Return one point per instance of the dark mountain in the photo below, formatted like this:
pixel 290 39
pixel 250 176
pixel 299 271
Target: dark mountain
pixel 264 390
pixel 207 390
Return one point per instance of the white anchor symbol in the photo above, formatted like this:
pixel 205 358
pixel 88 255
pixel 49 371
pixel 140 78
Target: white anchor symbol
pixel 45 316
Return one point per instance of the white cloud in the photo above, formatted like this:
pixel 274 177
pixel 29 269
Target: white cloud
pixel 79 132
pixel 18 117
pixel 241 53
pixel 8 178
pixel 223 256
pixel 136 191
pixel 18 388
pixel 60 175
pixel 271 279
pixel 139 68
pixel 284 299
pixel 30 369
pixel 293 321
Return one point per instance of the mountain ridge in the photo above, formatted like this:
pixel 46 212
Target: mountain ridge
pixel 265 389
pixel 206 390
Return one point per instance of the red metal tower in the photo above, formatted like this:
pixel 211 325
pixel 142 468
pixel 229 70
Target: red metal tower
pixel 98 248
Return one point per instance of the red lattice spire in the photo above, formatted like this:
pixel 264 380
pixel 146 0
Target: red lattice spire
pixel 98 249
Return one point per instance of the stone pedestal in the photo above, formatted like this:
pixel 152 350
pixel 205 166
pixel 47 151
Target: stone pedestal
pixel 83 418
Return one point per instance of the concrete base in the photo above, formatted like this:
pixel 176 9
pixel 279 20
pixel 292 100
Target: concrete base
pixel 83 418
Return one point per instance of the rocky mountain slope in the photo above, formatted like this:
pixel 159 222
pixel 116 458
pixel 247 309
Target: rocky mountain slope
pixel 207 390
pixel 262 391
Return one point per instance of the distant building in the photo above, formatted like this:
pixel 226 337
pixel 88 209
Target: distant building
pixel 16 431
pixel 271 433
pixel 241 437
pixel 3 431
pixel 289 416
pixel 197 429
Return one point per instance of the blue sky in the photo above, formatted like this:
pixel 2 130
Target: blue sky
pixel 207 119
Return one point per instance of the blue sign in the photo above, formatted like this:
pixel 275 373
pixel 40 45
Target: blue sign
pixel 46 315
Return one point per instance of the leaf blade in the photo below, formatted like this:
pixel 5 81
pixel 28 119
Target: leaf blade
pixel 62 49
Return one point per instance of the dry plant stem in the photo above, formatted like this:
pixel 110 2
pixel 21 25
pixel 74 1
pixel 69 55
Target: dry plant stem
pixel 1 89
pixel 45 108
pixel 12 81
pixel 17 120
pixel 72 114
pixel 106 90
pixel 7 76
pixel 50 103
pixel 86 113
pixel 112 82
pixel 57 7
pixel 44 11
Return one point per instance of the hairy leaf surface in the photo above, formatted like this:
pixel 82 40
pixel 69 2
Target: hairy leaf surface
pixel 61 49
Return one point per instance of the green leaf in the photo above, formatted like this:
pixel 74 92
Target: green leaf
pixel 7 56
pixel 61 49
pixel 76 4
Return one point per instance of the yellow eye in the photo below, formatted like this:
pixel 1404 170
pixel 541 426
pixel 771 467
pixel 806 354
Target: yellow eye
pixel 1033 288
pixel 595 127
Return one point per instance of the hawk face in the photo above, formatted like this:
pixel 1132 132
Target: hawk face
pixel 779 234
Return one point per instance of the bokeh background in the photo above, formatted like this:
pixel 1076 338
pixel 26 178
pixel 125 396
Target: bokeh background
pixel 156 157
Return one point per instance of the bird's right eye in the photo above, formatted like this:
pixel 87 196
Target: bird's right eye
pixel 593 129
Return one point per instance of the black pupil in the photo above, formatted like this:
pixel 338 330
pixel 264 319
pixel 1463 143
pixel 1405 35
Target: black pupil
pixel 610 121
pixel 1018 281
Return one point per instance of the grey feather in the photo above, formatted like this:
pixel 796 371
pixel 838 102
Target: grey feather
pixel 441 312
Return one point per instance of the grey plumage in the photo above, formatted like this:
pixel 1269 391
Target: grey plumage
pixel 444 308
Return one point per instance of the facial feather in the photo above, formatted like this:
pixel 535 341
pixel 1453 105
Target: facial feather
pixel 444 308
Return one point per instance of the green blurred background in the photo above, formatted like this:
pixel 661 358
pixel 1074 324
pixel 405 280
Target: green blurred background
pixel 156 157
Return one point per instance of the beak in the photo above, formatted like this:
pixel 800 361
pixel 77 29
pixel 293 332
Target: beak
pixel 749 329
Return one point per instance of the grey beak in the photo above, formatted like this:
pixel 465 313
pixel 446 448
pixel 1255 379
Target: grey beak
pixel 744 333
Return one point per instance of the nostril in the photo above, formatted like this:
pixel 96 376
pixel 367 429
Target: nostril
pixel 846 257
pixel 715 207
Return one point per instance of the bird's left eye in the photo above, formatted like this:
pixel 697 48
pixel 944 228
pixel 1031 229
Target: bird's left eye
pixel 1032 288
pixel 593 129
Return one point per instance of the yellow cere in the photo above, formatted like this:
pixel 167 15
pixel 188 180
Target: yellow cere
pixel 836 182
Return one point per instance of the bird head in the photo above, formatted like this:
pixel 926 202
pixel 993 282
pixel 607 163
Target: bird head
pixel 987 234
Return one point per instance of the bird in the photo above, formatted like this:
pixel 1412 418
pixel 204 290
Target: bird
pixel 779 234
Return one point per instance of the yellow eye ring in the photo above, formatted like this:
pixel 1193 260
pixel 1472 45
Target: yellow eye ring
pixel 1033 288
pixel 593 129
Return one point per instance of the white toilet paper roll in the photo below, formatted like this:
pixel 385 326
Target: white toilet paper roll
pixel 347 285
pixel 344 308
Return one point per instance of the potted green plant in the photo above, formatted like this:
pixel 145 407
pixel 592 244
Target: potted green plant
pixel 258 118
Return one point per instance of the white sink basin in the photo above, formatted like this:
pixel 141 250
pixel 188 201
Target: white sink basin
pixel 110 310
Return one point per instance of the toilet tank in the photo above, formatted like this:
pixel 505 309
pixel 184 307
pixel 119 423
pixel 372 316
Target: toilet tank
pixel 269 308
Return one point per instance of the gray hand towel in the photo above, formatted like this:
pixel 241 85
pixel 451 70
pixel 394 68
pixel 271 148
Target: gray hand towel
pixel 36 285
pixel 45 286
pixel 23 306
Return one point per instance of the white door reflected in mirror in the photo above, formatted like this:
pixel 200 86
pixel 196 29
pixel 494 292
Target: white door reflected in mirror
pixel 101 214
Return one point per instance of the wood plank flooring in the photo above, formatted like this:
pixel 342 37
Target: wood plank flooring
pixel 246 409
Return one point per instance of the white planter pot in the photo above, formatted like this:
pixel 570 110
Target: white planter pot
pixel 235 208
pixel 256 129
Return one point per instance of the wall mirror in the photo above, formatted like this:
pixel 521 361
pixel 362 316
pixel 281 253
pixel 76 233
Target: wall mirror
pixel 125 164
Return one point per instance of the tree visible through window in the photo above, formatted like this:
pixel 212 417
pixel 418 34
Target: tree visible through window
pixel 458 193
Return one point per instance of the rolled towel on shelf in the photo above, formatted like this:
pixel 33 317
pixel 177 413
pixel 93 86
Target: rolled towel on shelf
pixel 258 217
• • • • • • •
## GIVEN PROBLEM
Reproduce every one of the records above word for word, preserving each line and its order.

## COMPLETED TASK
Return one point per instance of the dark mountain in the photo below, formatted like this:
pixel 290 39
pixel 250 176
pixel 299 271
Target: dark mountain
pixel 264 390
pixel 207 390
Return one point per instance of the white anchor symbol in the photo above, formatted like this:
pixel 205 358
pixel 88 255
pixel 49 371
pixel 140 78
Target: white anchor symbol
pixel 45 316
Return one point per instance of the white cloud in the photo above, formatted like this:
pixel 274 177
pixel 29 269
Target: white cloud
pixel 79 132
pixel 18 117
pixel 241 53
pixel 8 178
pixel 223 256
pixel 136 191
pixel 18 388
pixel 60 175
pixel 271 279
pixel 139 68
pixel 284 299
pixel 30 369
pixel 293 321
Return one point per instance of the mountain ridge in the photo above, formatted like this:
pixel 46 212
Target: mountain ridge
pixel 265 389
pixel 206 390
Return one point per instance of the red metal tower in the photo above, formatted like this:
pixel 211 325
pixel 142 468
pixel 229 70
Target: red metal tower
pixel 98 248
Return one point per instance of the red lattice spire in the photo above, formatted like this:
pixel 264 380
pixel 146 0
Target: red lattice spire
pixel 98 249
Return one point per instance of the stone pedestal in the photo above, formatted like this:
pixel 152 350
pixel 205 166
pixel 47 151
Target: stone pedestal
pixel 83 418
Return one point per instance of the concrete base in the photo above, formatted like this:
pixel 176 9
pixel 279 20
pixel 292 100
Target: concrete base
pixel 83 418
Return one point per instance of the rocky mountain slope in the photo above, formatted like this:
pixel 159 222
pixel 116 458
pixel 247 309
Target: rocky mountain slope
pixel 207 390
pixel 262 391
Return one point per instance of the distant building in the photo above, formatted like this:
pixel 226 337
pixel 88 209
Target: distant building
pixel 16 431
pixel 271 433
pixel 241 437
pixel 3 431
pixel 289 416
pixel 197 429
Return one point per instance of the blue sky in the photo above, formatted like this:
pixel 2 130
Target: blue sky
pixel 207 119
Return one point per instance of the blue sign in the photo above, formatted like this:
pixel 275 373
pixel 40 45
Target: blue sign
pixel 46 315
Return one point per instance of the leaf blade in the photo below, formatted like this:
pixel 5 81
pixel 28 119
Target: leaf blade
pixel 62 49
Return one point per instance of the dry plant stem in the photo above, formatted like this:
pixel 110 2
pixel 21 25
pixel 74 1
pixel 69 55
Target: dry plant stem
pixel 1 89
pixel 45 108
pixel 12 81
pixel 17 120
pixel 72 114
pixel 106 90
pixel 7 76
pixel 50 103
pixel 86 113
pixel 112 82
pixel 57 7
pixel 44 11
Return one point per instance of the hairy leaf surface in the photo above, formatted like this:
pixel 82 40
pixel 69 2
Target: hairy leaf surface
pixel 61 49
Return one point per instance of the green leaf in the photo above, formatted like this:
pixel 74 92
Target: green leaf
pixel 7 56
pixel 61 49
pixel 76 4
Return one point per instance of the yellow eye in the photo below, formatted like this:
pixel 1404 170
pixel 541 426
pixel 771 467
pixel 806 354
Target: yellow eye
pixel 1033 288
pixel 595 127
Return one point per instance of the hawk face in the photo above, formatted like this:
pixel 1132 132
Target: hawk face
pixel 779 234
Return one point per instance of the bokeh background in the photo above, formatted like this:
pixel 1076 338
pixel 26 178
pixel 125 396
Target: bokeh background
pixel 156 157
Return one point per instance of the bird's right eye in the photo above, formatted like this:
pixel 87 196
Target: bird's right eye
pixel 593 129
Return one point per instance of the black pupil in the photo above, formatted like this:
pixel 338 330
pixel 264 319
pixel 1463 143
pixel 1405 35
Target: black pupil
pixel 610 121
pixel 1018 281
Return one point per instance of the grey feather in the photo above, formatted like this:
pixel 796 371
pixel 838 102
Target: grey feather
pixel 441 312
Return one point per instance of the grey plumage in the photo above, formatted like this:
pixel 1269 391
Target: grey plumage
pixel 444 308
Return one point per instance of the facial feather in the photo above, formatted like this:
pixel 535 341
pixel 1453 105
Target: facial feather
pixel 444 308
Return one point per instance of the green blurred background in the photo above, formatted like this:
pixel 661 358
pixel 1074 324
pixel 405 280
Target: green blurred background
pixel 156 157
Return one point per instance of the beak in the photo above, formatted like this:
pixel 800 361
pixel 77 29
pixel 293 332
Target: beak
pixel 749 329
Return one point per instance of the grey beak in the photo above, formatted like this:
pixel 465 313
pixel 446 448
pixel 1255 379
Target: grey beak
pixel 744 333
Return one point per instance of the nostril in the photo above, formatted like this:
pixel 96 376
pixel 367 429
Target: nostril
pixel 846 257
pixel 715 207
Return one point per instance of the bird's left eye in the photo above, formatted like this:
pixel 697 48
pixel 944 228
pixel 1031 229
Target: bird's left eye
pixel 1032 288
pixel 593 129
Return one point per instance of the yellow cere in the photo above, formatted like this:
pixel 167 15
pixel 188 180
Target: yellow cere
pixel 836 182
Return one point per instance of the bird head in the photo above, formatted like this:
pixel 926 202
pixel 993 282
pixel 607 163
Target: bird head
pixel 987 234
Return one point per instance of the bird in the photo above, formatted like this:
pixel 1412 418
pixel 204 290
Target: bird
pixel 779 234
Return one point per instance of the yellow eye ring in the photo above, formatted like this:
pixel 1193 260
pixel 1472 45
Target: yellow eye ring
pixel 1033 288
pixel 593 129
Return one point per instance of the white toilet paper roll in the photo below, formatted like this:
pixel 385 326
Target: white toilet paper roll
pixel 347 285
pixel 344 308
Return one point per instance of the potted green plant in the photo above, formatted like this:
pixel 145 407
pixel 592 244
Target: potted green plant
pixel 258 118
Return one point per instance of the white sink basin in the photo above, formatted like this:
pixel 141 250
pixel 188 201
Target: white sink basin
pixel 110 310
Return one point per instance of the toilet tank in the photo above, formatted like this:
pixel 505 309
pixel 184 307
pixel 119 423
pixel 372 316
Target: toilet tank
pixel 269 308
Return one point per instance of the gray hand towel in the photo above, formatted like this:
pixel 241 85
pixel 451 70
pixel 394 68
pixel 271 148
Target: gray hand towel
pixel 36 285
pixel 45 286
pixel 23 306
Return one point per instance of the white door reflected in mirror in the photo above, formatted like this:
pixel 200 86
pixel 196 29
pixel 494 292
Target: white door reflected in mirror
pixel 101 214
Return one point per instance of the wood plank flooring in the photo above, formatted like this:
pixel 342 37
Target: wood plank flooring
pixel 246 409
Return one point per instance of the white planter pot in the photo above, formatted like this:
pixel 570 110
Target: white planter pot
pixel 235 208
pixel 256 129
Return one point per instance of the wall mirror in the photo above, formatted like this:
pixel 521 361
pixel 362 316
pixel 281 253
pixel 76 233
Target: wall mirror
pixel 125 164
Return one point per instance of the tree visible through window in the photo above, formatted like this:
pixel 212 417
pixel 418 34
Target: tree visible through window
pixel 458 193
Return one point per instance of the rolled towel on shelf in the photo above, formatted like this:
pixel 33 317
pixel 177 413
pixel 93 86
Target: rolled towel on shelf
pixel 258 217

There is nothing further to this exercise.